**What is expected:** Give these lines again with every occurrence of "every instance" replaced by "each instance", leaving everything else as it is.

**Data to process:**

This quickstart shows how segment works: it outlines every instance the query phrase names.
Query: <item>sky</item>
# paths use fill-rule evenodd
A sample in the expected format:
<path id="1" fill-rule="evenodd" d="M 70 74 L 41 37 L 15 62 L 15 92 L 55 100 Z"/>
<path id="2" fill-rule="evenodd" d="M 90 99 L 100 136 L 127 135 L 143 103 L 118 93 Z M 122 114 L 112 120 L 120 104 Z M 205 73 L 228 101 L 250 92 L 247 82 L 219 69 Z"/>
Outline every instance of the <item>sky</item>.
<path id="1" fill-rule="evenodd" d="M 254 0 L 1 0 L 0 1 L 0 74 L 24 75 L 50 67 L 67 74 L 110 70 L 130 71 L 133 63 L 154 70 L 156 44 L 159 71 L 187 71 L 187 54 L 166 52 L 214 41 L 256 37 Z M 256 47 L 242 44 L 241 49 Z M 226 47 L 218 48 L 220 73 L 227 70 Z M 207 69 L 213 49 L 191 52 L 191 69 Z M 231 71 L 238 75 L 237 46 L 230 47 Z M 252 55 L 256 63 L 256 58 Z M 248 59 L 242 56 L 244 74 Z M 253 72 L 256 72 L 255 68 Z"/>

**Solved problem:**
This quickstart shows how segment works: it outlines each instance the query phrase names.
Query: <item>sky</item>
# paths use fill-rule evenodd
A sample in the expected format:
<path id="1" fill-rule="evenodd" d="M 70 74 L 41 37 L 15 62 L 15 92 L 55 100 Z"/>
<path id="2" fill-rule="evenodd" d="M 90 99 L 100 136 L 127 135 L 143 103 L 118 93 Z M 122 114 L 112 120 L 120 104 Z M 205 73 L 228 101 L 250 92 L 247 82 L 219 69 Z"/>
Outline each instance of the <item>sky</item>.
<path id="1" fill-rule="evenodd" d="M 254 0 L 1 0 L 0 1 L 0 74 L 24 75 L 50 67 L 67 74 L 110 70 L 130 71 L 133 63 L 154 70 L 156 44 L 159 71 L 187 71 L 187 54 L 166 52 L 214 41 L 256 37 Z M 256 47 L 242 44 L 241 49 Z M 226 47 L 218 48 L 220 73 L 227 70 Z M 207 69 L 213 49 L 191 52 L 191 69 Z M 231 71 L 238 75 L 237 46 L 230 47 Z M 252 55 L 256 63 L 256 58 Z M 248 59 L 242 56 L 244 74 Z M 253 72 L 256 72 L 255 68 Z"/>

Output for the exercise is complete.